Description of the task: Update the stretch of the adoption passage from "Now we are taking" through "this little boy!" by putting "new son" in place of "fourth child", and give that stretch again.

Selected excerpt:
=-=-=-=-=

Before my parent’s death I would have been much too fearful of the unknowns to adopt; especially a child pushing six years old. I would not want to disrupt my life meeting the possible emotional needs of an adopted teen. I would have felt like it would put too large a financial burden on my other three children. I didn’t realize this at the time, but my highest priority was making as comfortable and easy a life for myself as possible. I was pursuing the great American dream, and serving others along the way as long as it didn’t require any real sacrifice on my part. Once my parents died I realized people and relationships are sooooooo much more important than “stuff”. We had talked about a third child , but decided against it. Not because we felt complete with two kids, but out of fear that it would mess up the nice little life we had going. Now I know there is nothing more that you can give your children than each other. We took a leap of faith, and was blessed with Ainsley.

Now we are taking another leap of faith to adopt Kai. I know that the journey to morph Kai from a Chinese orphan into a Chinese American with parents and siblings will be a huge challenge. But, now I know that God has made me strong! I also know there is a greater purpose here than our family gaining a fourth child, and Kai gaining a stable family environment. Through this little boy God has given me a heart for the Chinese people, and a sympathy for those who abandon their children that I never expected. I have no idea how, but I am sure at the very least we will continue to donate to the orphanage that raised our son the first 5.5 years. I already feel completely blessed and overwhelmed that God is asking me to participate in this amazing life journey of this little boy!

In the Bible God commands us specifically to care for orphans, and he has put that burden on our hearts. To be sure my husband and I are not super human altruistic beings. I am sure there will be those “What were we thinking?” moments. However, with much sacrifice comes much personal growth and blessings. This may be only one child, but like I said you’d be amazed at what God can do with a relatively simple act of kindness and love.

=-=-=-=-=

Supplied information:
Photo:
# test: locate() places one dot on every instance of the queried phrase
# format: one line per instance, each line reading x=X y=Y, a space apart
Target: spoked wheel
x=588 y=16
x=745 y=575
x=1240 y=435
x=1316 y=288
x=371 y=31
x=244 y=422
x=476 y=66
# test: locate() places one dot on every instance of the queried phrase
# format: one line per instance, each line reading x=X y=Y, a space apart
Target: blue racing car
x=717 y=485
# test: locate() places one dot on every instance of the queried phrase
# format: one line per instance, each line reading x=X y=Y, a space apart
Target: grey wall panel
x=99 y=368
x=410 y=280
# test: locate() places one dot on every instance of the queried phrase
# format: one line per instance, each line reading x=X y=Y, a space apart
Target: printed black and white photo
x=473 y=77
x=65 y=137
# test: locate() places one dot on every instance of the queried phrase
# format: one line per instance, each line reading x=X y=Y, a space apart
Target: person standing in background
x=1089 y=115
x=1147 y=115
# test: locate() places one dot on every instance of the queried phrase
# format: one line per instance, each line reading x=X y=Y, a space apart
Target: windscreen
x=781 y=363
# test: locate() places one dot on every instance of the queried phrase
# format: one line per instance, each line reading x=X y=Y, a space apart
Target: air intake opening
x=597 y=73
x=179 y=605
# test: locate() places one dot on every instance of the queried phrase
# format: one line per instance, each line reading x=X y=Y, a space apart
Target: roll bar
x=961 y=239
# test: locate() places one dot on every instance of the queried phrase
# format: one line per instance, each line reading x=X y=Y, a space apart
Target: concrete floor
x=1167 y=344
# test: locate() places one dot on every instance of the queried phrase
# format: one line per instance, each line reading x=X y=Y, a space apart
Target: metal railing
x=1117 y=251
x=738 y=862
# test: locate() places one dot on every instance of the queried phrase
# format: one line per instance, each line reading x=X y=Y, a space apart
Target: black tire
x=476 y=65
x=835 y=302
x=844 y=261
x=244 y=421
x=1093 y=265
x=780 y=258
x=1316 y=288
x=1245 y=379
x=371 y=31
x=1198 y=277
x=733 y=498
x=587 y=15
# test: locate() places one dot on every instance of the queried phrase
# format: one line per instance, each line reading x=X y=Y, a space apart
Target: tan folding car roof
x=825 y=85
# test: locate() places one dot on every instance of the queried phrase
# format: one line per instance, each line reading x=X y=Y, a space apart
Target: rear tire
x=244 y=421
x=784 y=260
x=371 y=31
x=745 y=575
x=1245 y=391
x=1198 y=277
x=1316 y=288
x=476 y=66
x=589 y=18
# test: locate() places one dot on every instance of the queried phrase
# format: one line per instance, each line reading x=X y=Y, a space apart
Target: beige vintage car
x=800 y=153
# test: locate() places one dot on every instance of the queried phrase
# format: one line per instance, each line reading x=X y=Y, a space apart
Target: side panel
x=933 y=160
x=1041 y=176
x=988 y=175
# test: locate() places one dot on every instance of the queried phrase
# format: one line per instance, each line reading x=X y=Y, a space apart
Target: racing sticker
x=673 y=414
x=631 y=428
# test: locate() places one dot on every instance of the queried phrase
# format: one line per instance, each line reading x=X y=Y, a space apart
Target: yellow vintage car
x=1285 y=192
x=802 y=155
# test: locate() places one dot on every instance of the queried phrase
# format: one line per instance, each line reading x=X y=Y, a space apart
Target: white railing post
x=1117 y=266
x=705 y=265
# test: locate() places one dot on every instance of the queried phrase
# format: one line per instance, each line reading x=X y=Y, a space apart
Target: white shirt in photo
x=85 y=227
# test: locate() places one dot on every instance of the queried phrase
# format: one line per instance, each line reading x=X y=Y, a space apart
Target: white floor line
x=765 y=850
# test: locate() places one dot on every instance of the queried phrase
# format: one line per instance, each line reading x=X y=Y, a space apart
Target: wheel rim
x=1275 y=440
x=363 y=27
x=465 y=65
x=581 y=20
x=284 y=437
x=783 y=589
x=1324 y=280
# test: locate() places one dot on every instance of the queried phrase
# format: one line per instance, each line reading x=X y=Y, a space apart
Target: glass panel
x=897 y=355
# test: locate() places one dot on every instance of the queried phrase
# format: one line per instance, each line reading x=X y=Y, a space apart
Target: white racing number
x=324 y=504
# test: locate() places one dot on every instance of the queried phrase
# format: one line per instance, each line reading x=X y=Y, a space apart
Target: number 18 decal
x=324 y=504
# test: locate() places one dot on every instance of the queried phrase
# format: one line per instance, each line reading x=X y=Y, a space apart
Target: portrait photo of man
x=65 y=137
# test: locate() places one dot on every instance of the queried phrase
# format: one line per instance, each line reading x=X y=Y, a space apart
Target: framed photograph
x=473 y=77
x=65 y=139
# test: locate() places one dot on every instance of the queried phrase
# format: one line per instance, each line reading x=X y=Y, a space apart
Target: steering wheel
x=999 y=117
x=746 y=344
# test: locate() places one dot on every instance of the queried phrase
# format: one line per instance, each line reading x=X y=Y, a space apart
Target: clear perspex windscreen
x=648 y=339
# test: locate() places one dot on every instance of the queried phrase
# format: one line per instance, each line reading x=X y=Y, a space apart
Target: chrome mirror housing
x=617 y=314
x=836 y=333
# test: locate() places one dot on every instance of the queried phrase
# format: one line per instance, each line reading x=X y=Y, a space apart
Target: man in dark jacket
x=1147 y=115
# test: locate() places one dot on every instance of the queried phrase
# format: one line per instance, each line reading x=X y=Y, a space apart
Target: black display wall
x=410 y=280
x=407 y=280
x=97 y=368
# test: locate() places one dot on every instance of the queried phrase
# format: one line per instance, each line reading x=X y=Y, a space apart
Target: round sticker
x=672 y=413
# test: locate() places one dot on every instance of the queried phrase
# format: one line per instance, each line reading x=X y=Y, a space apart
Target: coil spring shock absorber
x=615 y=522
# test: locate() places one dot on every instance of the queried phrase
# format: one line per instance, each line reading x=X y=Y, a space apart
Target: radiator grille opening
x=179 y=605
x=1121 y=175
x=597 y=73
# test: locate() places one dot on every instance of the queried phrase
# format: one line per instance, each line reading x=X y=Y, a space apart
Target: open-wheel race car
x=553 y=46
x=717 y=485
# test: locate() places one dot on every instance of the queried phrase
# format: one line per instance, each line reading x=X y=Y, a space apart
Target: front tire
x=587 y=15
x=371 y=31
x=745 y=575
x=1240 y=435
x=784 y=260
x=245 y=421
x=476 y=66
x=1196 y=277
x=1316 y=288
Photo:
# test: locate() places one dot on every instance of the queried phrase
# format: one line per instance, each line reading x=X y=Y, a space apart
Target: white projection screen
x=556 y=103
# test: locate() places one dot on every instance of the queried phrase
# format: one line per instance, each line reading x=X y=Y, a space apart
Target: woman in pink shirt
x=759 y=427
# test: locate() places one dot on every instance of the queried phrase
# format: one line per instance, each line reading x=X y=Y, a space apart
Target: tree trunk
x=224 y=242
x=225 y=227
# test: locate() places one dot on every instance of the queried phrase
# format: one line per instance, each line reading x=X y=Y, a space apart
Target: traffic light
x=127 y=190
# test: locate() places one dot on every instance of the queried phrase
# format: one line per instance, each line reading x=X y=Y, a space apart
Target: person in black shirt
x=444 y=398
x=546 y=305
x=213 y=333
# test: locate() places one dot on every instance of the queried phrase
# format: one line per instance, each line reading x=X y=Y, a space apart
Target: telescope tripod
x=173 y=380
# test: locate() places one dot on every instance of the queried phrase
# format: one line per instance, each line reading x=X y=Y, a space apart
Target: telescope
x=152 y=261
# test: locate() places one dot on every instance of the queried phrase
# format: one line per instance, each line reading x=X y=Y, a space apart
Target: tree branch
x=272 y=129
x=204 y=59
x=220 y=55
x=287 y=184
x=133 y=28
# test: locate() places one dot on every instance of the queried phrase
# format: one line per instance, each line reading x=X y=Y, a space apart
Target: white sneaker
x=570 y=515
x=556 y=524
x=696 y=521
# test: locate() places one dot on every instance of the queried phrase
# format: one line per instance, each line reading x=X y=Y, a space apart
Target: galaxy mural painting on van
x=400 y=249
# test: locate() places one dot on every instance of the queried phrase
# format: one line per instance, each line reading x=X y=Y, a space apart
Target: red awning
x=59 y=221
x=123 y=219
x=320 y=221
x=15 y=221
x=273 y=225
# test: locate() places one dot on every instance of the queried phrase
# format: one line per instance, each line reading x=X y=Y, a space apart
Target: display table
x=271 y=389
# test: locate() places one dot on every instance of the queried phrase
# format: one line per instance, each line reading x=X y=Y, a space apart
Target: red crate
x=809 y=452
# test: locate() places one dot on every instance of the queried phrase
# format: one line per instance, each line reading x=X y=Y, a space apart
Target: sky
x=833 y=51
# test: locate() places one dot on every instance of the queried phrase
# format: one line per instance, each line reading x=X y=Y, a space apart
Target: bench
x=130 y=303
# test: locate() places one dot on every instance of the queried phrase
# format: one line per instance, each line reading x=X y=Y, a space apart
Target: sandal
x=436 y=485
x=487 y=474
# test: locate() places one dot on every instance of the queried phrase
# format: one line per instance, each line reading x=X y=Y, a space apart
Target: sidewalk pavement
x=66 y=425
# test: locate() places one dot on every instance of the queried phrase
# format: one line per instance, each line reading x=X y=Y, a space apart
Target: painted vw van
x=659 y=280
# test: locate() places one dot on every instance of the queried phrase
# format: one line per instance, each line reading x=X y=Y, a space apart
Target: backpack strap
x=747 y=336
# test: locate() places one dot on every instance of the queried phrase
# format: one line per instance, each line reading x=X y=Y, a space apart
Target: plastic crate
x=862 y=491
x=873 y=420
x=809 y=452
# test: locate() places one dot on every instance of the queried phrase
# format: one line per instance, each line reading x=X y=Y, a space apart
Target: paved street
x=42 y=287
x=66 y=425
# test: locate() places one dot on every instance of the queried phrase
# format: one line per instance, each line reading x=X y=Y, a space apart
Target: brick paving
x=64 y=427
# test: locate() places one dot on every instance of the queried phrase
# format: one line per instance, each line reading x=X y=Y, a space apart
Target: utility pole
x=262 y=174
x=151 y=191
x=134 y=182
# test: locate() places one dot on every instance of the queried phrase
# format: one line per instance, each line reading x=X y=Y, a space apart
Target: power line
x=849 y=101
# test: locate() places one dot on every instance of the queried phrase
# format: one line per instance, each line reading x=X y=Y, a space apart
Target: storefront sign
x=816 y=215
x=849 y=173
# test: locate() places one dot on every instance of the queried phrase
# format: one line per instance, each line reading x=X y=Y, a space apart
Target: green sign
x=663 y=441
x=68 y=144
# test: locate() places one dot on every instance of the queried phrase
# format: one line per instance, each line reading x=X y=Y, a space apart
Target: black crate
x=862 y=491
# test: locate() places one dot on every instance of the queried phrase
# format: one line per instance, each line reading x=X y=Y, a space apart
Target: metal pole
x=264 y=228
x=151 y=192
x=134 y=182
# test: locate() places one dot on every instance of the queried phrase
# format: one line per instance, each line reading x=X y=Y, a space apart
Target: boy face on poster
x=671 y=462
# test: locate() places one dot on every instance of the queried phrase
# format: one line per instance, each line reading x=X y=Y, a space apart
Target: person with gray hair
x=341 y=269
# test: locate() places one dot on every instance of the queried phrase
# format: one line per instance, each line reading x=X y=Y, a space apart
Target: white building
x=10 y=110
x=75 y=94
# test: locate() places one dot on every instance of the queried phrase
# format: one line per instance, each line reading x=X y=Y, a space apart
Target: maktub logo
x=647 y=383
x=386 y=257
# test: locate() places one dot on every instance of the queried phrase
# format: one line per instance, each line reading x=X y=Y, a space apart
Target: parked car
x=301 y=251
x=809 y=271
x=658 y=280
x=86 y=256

=-=-=-=-=

The answer:
Now we are taking another leap of faith to adopt Kai. I know that the journey to morph Kai from a Chinese orphan into a Chinese American with parents and siblings will be a huge challenge. But, now I know that God has made me strong! I also know there is a greater purpose here than our family gaining a new son, and Kai gaining a stable family environment. Through this little boy God has given me a heart for the Chinese people, and a sympathy for those who abandon their children that I never expected. I have no idea how, but I am sure at the very least we will continue to donate to the orphanage that raised our son the first 5.5 years. I already feel completely blessed and overwhelmed that God is asking me to participate in this amazing life journey of this little boy!